**Task:**
Swap "seated person" for "sitting person" in the lines starting with the first one and going on through the line with "[112,320,146,354]", keeping everything else the same. Reproduce only those lines, and leave the pictures out.

**Record list:**
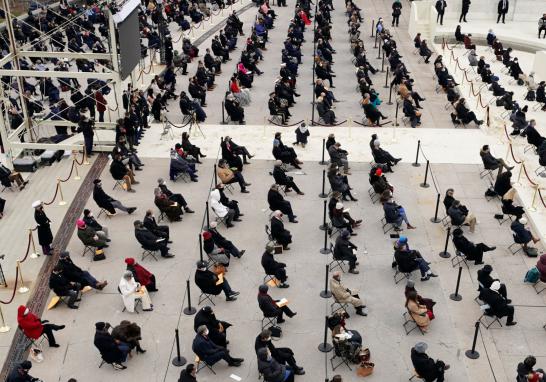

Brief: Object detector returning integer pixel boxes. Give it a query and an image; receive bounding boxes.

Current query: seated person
[258,285,297,324]
[125,257,158,292]
[57,251,108,290]
[133,220,174,258]
[271,210,292,250]
[510,217,540,253]
[193,306,232,348]
[93,179,136,215]
[328,167,358,202]
[112,320,146,354]
[453,228,497,265]
[216,159,250,194]
[478,264,506,304]
[154,187,184,222]
[76,219,108,249]
[372,139,402,172]
[447,200,476,233]
[83,208,111,242]
[142,210,172,240]
[261,244,290,288]
[0,163,28,190]
[93,322,131,370]
[404,280,436,313]
[411,342,449,382]
[480,281,517,326]
[332,230,360,275]
[267,184,298,223]
[405,291,434,333]
[157,178,195,214]
[118,271,154,313]
[256,348,294,382]
[192,325,244,367]
[394,236,438,281]
[330,271,368,316]
[209,188,234,228]
[254,329,305,375]
[17,305,65,348]
[273,160,305,195]
[328,142,351,175]
[194,261,239,301]
[330,202,357,236]
[383,193,415,231]
[49,264,81,309]
[110,154,139,192]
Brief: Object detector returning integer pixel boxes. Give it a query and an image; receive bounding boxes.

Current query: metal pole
[172,328,186,367]
[464,321,480,359]
[197,234,203,261]
[318,316,334,353]
[320,264,332,298]
[438,227,451,259]
[430,193,442,223]
[319,227,330,255]
[449,266,463,301]
[319,200,328,231]
[184,280,196,316]
[319,138,327,166]
[205,201,210,229]
[412,140,421,167]
[420,159,430,188]
[319,169,328,198]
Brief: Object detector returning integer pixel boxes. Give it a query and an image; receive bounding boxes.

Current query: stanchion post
[0,306,11,333]
[438,227,451,259]
[411,140,421,167]
[184,280,197,316]
[420,159,430,188]
[318,316,334,353]
[319,200,328,231]
[449,266,463,301]
[320,264,332,298]
[464,321,480,359]
[319,168,328,198]
[15,260,29,294]
[430,193,442,223]
[319,138,327,166]
[319,229,330,255]
[172,328,186,367]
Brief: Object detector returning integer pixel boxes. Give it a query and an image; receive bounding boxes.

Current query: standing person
[392,0,402,26]
[497,0,510,24]
[459,0,470,23]
[411,342,449,382]
[32,200,53,256]
[76,116,95,157]
[538,13,546,38]
[436,0,447,25]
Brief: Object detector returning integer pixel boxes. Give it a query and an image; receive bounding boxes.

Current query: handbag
[356,362,375,377]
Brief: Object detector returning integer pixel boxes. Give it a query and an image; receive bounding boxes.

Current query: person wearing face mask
[192,325,244,367]
[254,329,305,375]
[257,348,294,382]
[330,271,368,316]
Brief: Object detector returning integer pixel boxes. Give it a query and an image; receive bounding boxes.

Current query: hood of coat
[210,190,220,202]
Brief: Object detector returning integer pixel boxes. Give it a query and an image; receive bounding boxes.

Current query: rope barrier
[0,267,19,305]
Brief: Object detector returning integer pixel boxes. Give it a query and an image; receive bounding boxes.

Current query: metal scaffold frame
[0,0,123,163]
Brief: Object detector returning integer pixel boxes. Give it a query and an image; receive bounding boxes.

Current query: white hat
[489,280,500,292]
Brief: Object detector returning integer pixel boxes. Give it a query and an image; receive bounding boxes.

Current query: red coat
[17,305,44,340]
[95,92,107,111]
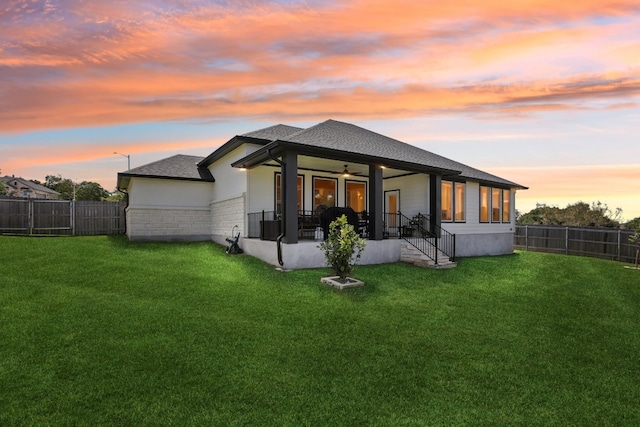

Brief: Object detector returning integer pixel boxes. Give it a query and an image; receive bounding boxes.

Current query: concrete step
[400,242,458,269]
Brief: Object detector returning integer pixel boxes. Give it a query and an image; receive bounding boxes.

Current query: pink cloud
[0,0,640,132]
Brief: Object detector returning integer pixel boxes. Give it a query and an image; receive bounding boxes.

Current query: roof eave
[116,172,216,190]
[231,140,461,175]
[198,135,271,168]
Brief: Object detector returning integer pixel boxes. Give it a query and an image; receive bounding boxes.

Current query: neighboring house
[0,176,60,199]
[118,120,526,268]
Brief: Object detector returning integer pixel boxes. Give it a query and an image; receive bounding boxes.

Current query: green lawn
[0,236,640,426]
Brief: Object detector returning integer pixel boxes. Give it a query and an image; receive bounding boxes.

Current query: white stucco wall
[207,144,259,244]
[127,177,213,240]
[210,194,245,245]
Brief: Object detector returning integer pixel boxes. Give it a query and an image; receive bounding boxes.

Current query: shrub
[318,215,366,283]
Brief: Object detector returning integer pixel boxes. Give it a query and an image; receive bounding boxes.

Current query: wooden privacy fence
[514,225,636,263]
[0,199,126,236]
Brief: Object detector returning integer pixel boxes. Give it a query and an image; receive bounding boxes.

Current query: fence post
[29,199,35,235]
[69,200,76,236]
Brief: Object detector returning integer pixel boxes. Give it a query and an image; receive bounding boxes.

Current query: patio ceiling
[265,156,408,179]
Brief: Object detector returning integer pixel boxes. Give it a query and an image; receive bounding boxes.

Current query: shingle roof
[235,120,526,188]
[283,120,459,176]
[118,154,215,188]
[240,125,304,141]
[0,175,60,194]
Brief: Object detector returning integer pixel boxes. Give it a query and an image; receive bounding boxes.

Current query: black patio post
[369,165,384,240]
[429,174,442,237]
[281,151,298,243]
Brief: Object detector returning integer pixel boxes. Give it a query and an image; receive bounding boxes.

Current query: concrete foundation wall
[456,233,513,257]
[127,206,211,241]
[240,239,401,270]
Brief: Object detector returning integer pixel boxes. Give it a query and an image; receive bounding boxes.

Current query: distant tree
[76,181,109,201]
[625,216,640,230]
[44,175,75,200]
[44,175,63,191]
[518,201,622,227]
[105,190,127,202]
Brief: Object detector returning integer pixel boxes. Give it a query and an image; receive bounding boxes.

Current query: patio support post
[429,175,442,237]
[369,165,384,240]
[281,151,298,243]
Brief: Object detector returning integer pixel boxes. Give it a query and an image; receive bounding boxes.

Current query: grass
[0,237,640,426]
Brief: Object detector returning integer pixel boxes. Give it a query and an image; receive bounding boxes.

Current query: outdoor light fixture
[113,151,131,171]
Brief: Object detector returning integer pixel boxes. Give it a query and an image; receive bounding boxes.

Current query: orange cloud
[486,164,640,219]
[0,0,640,132]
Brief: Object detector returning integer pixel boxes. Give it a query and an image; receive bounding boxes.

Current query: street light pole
[113,151,131,171]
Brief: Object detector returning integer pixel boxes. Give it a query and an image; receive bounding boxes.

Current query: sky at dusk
[0,0,640,220]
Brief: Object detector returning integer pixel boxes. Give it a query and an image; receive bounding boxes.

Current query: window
[276,172,304,214]
[480,187,490,222]
[491,188,502,222]
[480,186,511,223]
[454,182,467,222]
[345,181,367,212]
[441,181,466,222]
[442,181,453,221]
[502,190,511,222]
[313,177,338,211]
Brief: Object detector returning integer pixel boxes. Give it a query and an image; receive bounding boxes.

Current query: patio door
[384,190,400,235]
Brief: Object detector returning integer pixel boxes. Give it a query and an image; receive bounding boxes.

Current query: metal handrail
[398,212,456,264]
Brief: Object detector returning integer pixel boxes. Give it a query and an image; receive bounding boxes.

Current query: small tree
[318,215,366,283]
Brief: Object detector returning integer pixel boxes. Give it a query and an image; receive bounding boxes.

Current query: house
[0,176,60,199]
[118,120,526,268]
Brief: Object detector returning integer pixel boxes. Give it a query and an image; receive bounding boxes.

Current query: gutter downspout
[267,149,285,267]
[116,186,129,235]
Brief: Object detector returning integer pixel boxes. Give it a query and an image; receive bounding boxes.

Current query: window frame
[311,175,339,211]
[491,187,502,224]
[440,180,467,223]
[344,179,369,211]
[478,185,513,224]
[502,188,511,224]
[273,172,304,215]
[479,185,491,224]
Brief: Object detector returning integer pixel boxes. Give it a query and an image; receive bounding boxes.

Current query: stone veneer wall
[210,194,245,245]
[127,207,211,241]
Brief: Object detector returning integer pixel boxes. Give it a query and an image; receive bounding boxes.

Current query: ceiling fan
[331,165,360,176]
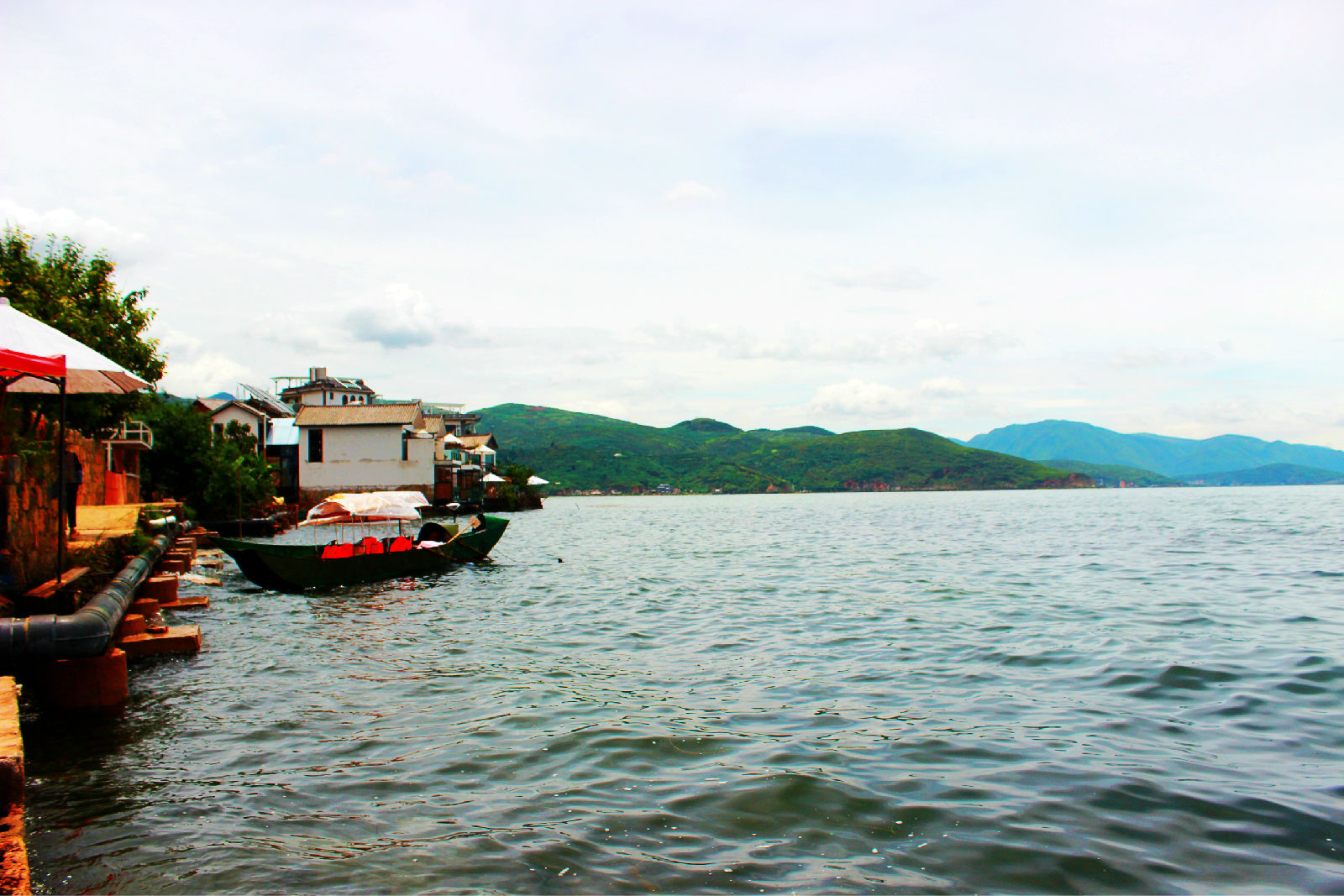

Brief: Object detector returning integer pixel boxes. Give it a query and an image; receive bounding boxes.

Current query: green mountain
[1183,464,1344,485]
[966,421,1344,478]
[1046,459,1181,486]
[475,405,1091,491]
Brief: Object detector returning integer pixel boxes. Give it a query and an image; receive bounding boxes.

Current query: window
[307,430,323,464]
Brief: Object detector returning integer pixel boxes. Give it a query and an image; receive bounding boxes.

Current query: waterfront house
[294,401,438,505]
[271,367,376,410]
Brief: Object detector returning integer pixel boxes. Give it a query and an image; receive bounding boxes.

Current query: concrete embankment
[0,529,210,893]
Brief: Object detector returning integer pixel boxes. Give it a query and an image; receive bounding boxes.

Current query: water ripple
[24,486,1344,893]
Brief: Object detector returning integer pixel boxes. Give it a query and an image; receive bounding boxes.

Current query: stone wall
[0,432,115,594]
[298,484,434,513]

**Correct answer:**
Brief: Object detector returning integer pixel boxes. Give it a query and an image; receive bounding boxes.

Current query: sitting person
[258,285,297,324]
[125,257,158,292]
[57,251,108,290]
[133,220,174,258]
[271,210,292,250]
[510,217,540,253]
[193,306,232,348]
[93,179,136,215]
[328,167,358,202]
[112,320,146,354]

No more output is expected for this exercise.